## Task instructions
Could you output every one of the items below verbatim, line for line, without changing anything?

* Start *

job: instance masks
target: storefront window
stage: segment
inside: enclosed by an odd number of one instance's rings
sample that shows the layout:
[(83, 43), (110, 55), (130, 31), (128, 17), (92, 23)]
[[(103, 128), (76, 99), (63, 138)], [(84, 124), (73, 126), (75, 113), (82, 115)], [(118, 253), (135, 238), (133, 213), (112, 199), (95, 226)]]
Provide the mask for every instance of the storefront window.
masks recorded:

* End *

## Response below
job: instance masks
target: storefront window
stage: segment
inside: enclosed by an odd number of one instance's rings
sample that shows the layout:
[(83, 43), (110, 55), (130, 31), (128, 17), (92, 23)]
[[(103, 128), (76, 99), (63, 138)], [(84, 124), (73, 126), (75, 113), (82, 115)], [(118, 253), (135, 238), (133, 213), (112, 199), (95, 226)]]
Provide the mask for every instance of the storefront window.
masks recorded:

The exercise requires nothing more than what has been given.